- PROVIDED PASSAGE:
** Start **

To me it feels like you're making things unnecessarily complex. For example, you have three functions (convert_content_data, convert_preferences and convert_type_preferences) that all do the same thing - they all take one JSON encoded string and parse it. Turning those three functions into one would still be one too many functions, because I don't think json.loads, as a single side-effect, is a good candidate for an entirely separate function in the first place.
You do quite a bit of conversion also - from a JSON encoded string to a dictionary. You do that multiple times. Why not convert all your JSON once at the start of the program? Doing so will let you work with dictionaries for the rest of your tasks. Once you have a list of dictionaries, you can think of each dictionary as being one "movie-object", since that is what each dictionary represents. The brand- and content type JSON strings can also be converted once at the start of the program (instead of multiple times throughout the entire program).

** End **

- EXERCISE 1: In the code review comment, what do the three functions convert_content_data, convert_preferences and convert_type_preferences all do?
- EXERCISE 2: Edit the code review comment from "You do quite" to "the entire program).", replacing "program" with "script".

- A block of data:
** Start **

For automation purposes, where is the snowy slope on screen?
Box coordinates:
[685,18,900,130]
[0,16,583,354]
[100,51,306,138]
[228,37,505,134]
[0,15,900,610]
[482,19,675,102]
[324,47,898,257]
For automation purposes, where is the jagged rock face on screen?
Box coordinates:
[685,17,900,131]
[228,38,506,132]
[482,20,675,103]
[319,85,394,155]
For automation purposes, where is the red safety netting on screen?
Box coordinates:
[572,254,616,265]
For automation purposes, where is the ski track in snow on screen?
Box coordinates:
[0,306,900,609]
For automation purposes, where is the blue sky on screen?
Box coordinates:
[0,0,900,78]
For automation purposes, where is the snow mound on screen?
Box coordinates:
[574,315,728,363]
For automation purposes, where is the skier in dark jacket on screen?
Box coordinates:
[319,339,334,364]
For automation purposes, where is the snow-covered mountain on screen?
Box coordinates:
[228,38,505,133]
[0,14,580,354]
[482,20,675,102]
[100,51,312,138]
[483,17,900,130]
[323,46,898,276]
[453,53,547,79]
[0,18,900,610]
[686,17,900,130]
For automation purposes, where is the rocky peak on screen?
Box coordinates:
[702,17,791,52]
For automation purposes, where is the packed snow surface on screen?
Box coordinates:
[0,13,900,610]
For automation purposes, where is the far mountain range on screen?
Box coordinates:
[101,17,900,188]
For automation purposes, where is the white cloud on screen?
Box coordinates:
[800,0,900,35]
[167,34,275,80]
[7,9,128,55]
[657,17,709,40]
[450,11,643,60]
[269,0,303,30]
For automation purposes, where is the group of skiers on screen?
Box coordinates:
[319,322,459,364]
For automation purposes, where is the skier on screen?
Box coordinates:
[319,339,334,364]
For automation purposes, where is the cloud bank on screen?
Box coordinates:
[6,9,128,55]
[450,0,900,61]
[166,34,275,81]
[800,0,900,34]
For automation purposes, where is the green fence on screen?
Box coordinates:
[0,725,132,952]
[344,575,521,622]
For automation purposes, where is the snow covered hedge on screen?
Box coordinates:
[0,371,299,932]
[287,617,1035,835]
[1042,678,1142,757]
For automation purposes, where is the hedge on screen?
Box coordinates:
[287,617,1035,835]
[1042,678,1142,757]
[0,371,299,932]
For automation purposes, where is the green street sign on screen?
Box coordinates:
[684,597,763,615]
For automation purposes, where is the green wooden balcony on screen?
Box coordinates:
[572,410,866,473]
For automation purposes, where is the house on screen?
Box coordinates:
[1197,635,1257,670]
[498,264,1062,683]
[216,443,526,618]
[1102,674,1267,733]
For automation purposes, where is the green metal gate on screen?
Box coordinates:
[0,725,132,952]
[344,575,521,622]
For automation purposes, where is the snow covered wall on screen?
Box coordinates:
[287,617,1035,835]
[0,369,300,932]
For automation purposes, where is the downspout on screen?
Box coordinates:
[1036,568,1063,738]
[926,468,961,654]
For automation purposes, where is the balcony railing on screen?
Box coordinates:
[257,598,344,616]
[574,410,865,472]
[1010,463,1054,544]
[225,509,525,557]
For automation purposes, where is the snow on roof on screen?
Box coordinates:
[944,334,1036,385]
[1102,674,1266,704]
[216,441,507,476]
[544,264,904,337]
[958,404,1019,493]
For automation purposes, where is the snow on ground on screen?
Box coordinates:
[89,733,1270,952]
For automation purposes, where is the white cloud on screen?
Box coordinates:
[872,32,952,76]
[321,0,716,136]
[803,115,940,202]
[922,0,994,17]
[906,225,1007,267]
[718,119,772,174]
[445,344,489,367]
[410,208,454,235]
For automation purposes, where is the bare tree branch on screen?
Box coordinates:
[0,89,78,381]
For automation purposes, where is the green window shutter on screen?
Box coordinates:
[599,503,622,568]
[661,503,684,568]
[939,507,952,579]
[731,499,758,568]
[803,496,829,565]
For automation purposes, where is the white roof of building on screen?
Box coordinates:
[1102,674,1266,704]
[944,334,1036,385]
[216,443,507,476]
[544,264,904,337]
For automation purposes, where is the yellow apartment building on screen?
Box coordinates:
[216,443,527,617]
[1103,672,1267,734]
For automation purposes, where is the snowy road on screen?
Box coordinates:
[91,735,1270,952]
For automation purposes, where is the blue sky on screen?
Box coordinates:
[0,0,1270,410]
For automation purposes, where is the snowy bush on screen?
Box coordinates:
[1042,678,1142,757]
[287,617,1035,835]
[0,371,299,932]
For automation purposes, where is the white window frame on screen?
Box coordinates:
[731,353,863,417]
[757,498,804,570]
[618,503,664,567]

** End **

- RESPONSE 1: They all take one JSON encoded string and parse it.

- RESPONSE 2:
You do quite a bit of conversion also - from a JSON encoded string to a dictionary. You do that multiple times. Why not convert all your JSON once at the start of the script? Doing so will let you work with dictionaries for the rest of your tasks. Once you have a list of dictionaries, you can think of each dictionary as being one "movie-object", since that is what each dictionary represents. The brand- and content type JSON strings can also be converted once at the start of the script (instead of multiple times throughout the entire script).